▸ Text provided
============

Social media has completely revolutionised the PR industry, and in many ways, it has taken over traditional PR.
It is important to note that social media creates several opportunities for both marketers and journalists.
But since these opportunities are not tangible, it helps to understand how social media affects the PR industry.
Here we go:
- Increased Opportunities: social media eliminates some of the restrictions of traditional PR. You’re no longer limited to working with one outlet, publication, or target audience.
You’re responsible for creating your own buzz, your own voice, your own story. This creates even more opportunities to get more of the things you want.
- A Chance to Reach Anyone You Want: Are you looking for a spot on television? Or are you looking for a feature in a newspaper? That TV anchor or journalist probably has a Twitter account. Follow them there and engage them. Maybe even pitch them a story there, and if you’re polite enough and they happen to like it, they’ll tell you where to send it.
Or maybe you want to get in touch with the CEO of a company. You might as well give them a ring on LinkedIn before trying anything else.
- You have Your Own Media Channel: Very few marketers can afford their own private television channel. And while some of us might not be able to start our own news station, we can create our own personal media channels on social media accounts.
The average person can set up their own platform on social media, cultivate an audience, and build a following.
You don’t have to work for a big news organisation or public relations firm anymore. You can create your own PR campaigns and generate buzz yourself — all through social media.
- Increased Transparency: With the rise of social media, transparency has increased across the board. Journalists are now more inclined to share their work with the world. They’re also more inclined to be real people and not corporate entities.
In other words, the modern-day journalist is more relatable and approachable. They no longer have to put on a face. They can show their true selves.
- Increased Consistency in the Media: When an article is published, that’s not the end of it. Articles are published and republished in multiple places, mediums, and channels.
Take, for example, an article about a company. That might be published in mainstream media, industry publications, or even republished on the company’s website. It can then be shared all over social media.

============

▸ Tasks to carry out
#1 According to the text on social media and PR, where might you contact the CEO of a company before trying anything else?
#2 From the text on social media and PR, repeat everything from "- You have Your" down to "through social media.".

============

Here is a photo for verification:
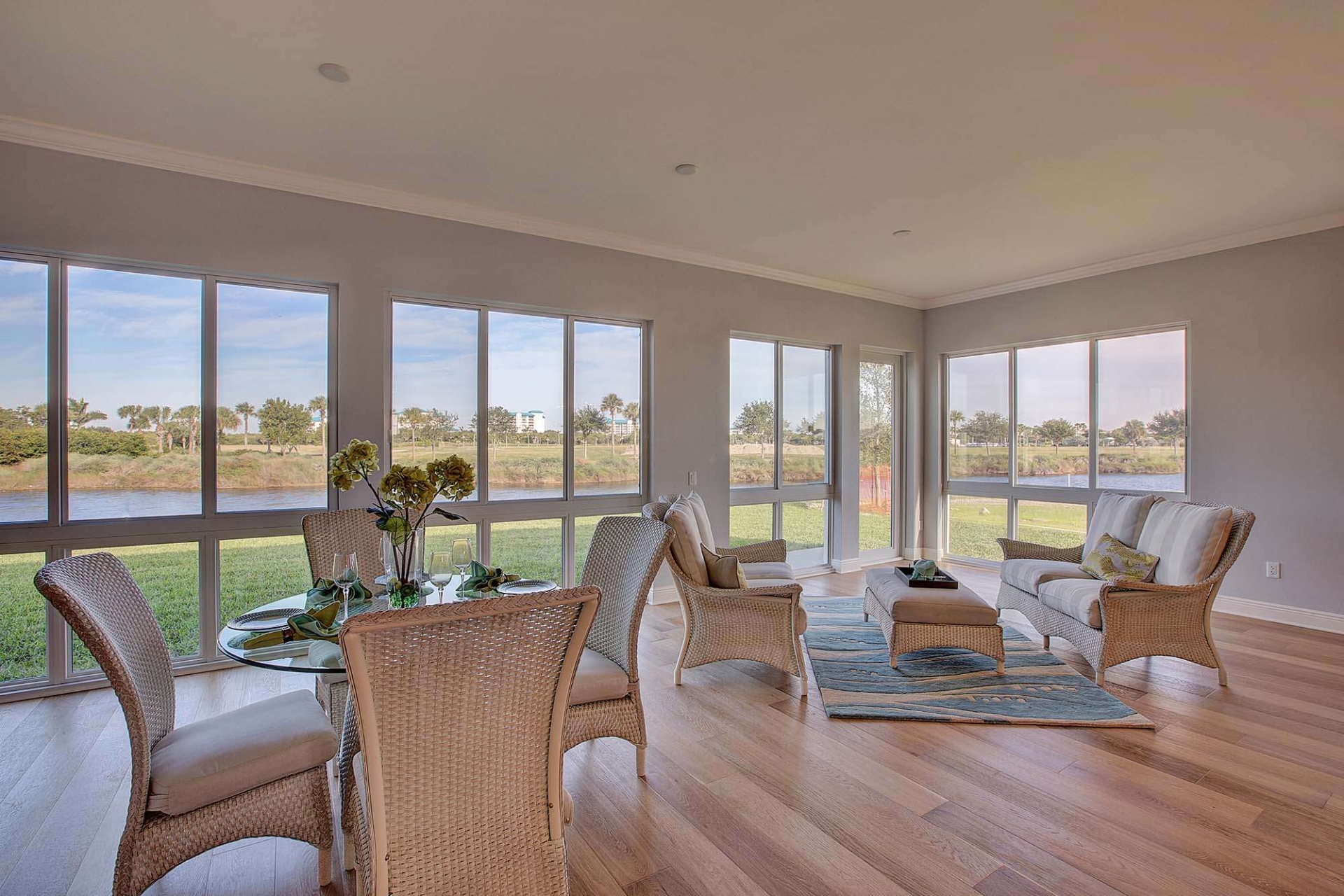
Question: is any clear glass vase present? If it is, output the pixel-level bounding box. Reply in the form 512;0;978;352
383;526;425;607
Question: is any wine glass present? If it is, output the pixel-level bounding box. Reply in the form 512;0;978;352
332;551;359;624
428;551;453;603
453;539;472;582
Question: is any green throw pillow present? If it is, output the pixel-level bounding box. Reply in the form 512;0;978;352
1078;533;1157;582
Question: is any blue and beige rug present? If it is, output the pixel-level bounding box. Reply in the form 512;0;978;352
802;599;1156;728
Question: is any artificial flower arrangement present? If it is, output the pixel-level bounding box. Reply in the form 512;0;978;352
328;440;476;607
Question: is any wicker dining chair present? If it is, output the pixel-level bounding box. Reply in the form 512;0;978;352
644;500;808;699
564;516;672;778
340;587;602;896
34;554;336;896
304;507;383;732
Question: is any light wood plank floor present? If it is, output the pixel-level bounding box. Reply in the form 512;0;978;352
0;568;1344;896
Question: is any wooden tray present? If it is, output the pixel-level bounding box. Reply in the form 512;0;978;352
892;567;961;589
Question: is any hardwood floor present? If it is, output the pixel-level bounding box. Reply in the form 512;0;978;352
0;568;1344;896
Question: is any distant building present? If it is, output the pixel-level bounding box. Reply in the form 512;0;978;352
510;411;546;433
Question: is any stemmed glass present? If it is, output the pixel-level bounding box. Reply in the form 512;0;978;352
453;539;472;583
428;551;453;603
332;551;359;624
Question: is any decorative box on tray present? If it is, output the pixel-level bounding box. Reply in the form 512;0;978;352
895;566;961;589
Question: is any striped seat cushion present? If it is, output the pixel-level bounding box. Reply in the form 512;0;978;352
1039;579;1106;629
999;560;1091;594
1084;491;1161;556
1134;501;1233;584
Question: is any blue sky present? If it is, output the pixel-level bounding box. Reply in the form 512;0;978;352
948;330;1185;430
393;302;641;430
0;260;328;433
0;259;47;407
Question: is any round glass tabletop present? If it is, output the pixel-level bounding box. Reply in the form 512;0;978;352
219;576;481;674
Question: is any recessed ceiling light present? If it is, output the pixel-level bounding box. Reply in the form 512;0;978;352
317;62;349;85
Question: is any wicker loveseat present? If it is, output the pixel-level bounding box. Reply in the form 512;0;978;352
644;491;808;696
999;493;1255;685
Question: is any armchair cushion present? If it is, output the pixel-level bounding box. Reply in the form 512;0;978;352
570;648;630;706
1037;578;1106;629
700;544;748;589
1134;501;1233;584
742;563;793;584
999;560;1088;594
663;497;710;584
149;693;336;816
1084;491;1163;557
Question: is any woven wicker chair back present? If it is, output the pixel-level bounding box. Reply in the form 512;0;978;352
340;589;601;896
304;507;383;591
580;516;672;681
34;552;175;817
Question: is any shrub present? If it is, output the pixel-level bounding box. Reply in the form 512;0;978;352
70;430;149;456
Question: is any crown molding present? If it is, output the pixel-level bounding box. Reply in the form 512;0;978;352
0;115;925;307
920;211;1344;309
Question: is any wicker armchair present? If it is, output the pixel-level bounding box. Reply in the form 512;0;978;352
644;501;808;697
340;589;601;896
999;505;1255;685
564;516;672;778
34;554;336;896
304;507;383;732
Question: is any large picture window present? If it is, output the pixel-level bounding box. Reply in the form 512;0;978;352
729;336;832;568
944;326;1188;560
390;295;648;583
0;253;336;692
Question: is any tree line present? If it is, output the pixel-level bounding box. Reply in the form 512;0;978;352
948;408;1185;456
0;395;327;463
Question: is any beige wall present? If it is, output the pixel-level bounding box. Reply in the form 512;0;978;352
0;142;922;559
922;228;1344;612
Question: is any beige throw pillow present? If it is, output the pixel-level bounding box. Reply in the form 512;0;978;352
700;544;748;589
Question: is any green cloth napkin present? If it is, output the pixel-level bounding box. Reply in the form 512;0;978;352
244;601;340;650
304;579;374;610
457;560;519;592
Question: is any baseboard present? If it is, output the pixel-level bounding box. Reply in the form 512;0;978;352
1214;594;1344;634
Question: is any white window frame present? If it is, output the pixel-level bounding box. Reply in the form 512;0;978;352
729;332;840;573
383;290;653;584
0;247;339;703
938;321;1194;567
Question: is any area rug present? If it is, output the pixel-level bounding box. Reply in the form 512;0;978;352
802;599;1156;728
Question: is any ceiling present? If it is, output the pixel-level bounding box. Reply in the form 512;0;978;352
0;0;1344;307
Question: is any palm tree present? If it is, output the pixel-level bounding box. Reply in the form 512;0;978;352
598;392;625;454
66;398;108;430
308;395;327;451
625;402;640;456
117;405;148;433
948;411;966;454
234;402;257;447
402;407;426;462
145;405;172;454
215;405;241;450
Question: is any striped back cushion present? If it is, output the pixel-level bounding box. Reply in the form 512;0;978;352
1084;491;1161;556
1134;501;1233;584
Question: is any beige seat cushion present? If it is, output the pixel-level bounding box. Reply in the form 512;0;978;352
1084;491;1163;556
1134;501;1233;584
570;648;630;706
1039;578;1107;629
742;563;793;580
149;690;336;816
999;560;1091;594
663;497;710;584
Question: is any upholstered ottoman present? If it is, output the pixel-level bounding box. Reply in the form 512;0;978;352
863;567;1004;674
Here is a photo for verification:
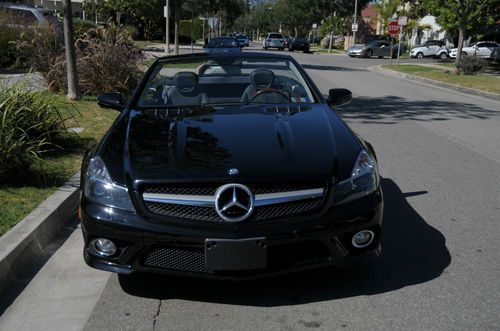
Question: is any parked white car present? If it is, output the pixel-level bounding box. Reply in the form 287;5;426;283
410;40;448;60
450;41;500;59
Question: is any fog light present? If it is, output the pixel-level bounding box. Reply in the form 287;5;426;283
352;230;375;248
90;238;116;257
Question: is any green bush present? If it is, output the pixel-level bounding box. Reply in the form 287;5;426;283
18;26;142;95
0;82;66;183
455;55;488;75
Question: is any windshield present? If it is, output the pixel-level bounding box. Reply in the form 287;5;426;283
138;56;315;107
208;38;239;48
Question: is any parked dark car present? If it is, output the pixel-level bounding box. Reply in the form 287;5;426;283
347;40;405;58
287;37;311;53
205;37;241;53
262;32;285;51
84;52;383;279
236;34;250;47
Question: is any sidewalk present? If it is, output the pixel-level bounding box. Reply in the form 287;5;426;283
366;63;500;101
0;228;112;331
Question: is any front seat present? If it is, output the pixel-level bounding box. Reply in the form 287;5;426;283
241;69;283;103
167;71;208;106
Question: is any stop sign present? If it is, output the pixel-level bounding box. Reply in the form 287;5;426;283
387;21;399;37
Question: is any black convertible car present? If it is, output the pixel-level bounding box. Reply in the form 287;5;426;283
81;53;383;279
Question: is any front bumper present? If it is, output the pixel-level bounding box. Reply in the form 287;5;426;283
81;190;383;280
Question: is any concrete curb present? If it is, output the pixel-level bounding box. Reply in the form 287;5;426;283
366;65;500;101
0;173;80;293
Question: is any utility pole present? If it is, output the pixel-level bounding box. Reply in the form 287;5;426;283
62;0;80;100
352;0;358;46
165;0;170;53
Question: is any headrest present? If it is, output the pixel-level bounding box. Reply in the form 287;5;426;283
250;69;274;90
174;71;198;93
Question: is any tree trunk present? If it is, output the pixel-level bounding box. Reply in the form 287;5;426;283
328;29;333;53
455;24;465;63
174;1;181;55
62;0;80;100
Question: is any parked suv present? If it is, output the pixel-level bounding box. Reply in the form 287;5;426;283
262;32;285;51
450;41;500;59
410;40;448;60
0;3;62;28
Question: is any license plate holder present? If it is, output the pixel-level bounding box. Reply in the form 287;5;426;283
205;237;267;271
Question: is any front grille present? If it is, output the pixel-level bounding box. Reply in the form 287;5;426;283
145;202;222;222
142;182;324;195
143;184;219;195
142;247;210;273
143;182;324;222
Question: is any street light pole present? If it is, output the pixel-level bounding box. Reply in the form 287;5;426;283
352;0;358;46
165;0;170;53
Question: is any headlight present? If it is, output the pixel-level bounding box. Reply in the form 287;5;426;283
83;156;135;212
335;150;379;205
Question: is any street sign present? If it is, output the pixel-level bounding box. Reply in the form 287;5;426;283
387;21;400;37
208;17;218;30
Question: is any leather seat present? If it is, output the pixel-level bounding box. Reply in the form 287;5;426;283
166;71;208;106
241;69;283;103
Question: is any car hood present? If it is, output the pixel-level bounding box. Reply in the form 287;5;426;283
115;104;360;186
410;46;427;53
348;45;366;51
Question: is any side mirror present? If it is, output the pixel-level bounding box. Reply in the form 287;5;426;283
97;92;125;111
326;88;352;108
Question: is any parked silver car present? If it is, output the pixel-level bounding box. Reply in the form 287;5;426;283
410;40;448;60
262;32;285;51
347;40;405;58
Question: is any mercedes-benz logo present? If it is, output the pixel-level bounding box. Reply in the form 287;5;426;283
215;184;254;222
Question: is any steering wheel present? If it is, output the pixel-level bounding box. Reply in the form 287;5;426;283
248;87;288;103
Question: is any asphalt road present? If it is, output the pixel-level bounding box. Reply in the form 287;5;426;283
0;44;500;330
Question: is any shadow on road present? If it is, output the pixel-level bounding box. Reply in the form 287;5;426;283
336;95;500;124
120;179;451;307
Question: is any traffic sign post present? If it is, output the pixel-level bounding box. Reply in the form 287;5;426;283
396;16;408;64
387;21;400;38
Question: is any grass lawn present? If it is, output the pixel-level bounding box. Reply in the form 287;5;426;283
383;65;500;94
0;97;119;236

============

▸ Answer list
#1 On LinkedIn.

#2
- You have Your Own Media Channel: Very few marketers can afford their own private television channel. And while some of us might not be able to start our own news station, we can create our own personal media channels on social media accounts.
The average person can set up their own platform on social media, cultivate an audience, and build a following.
You don’t have to work for a big news organisation or public relations firm anymore. You can create your own PR campaigns and generate buzz yourself — all through social media.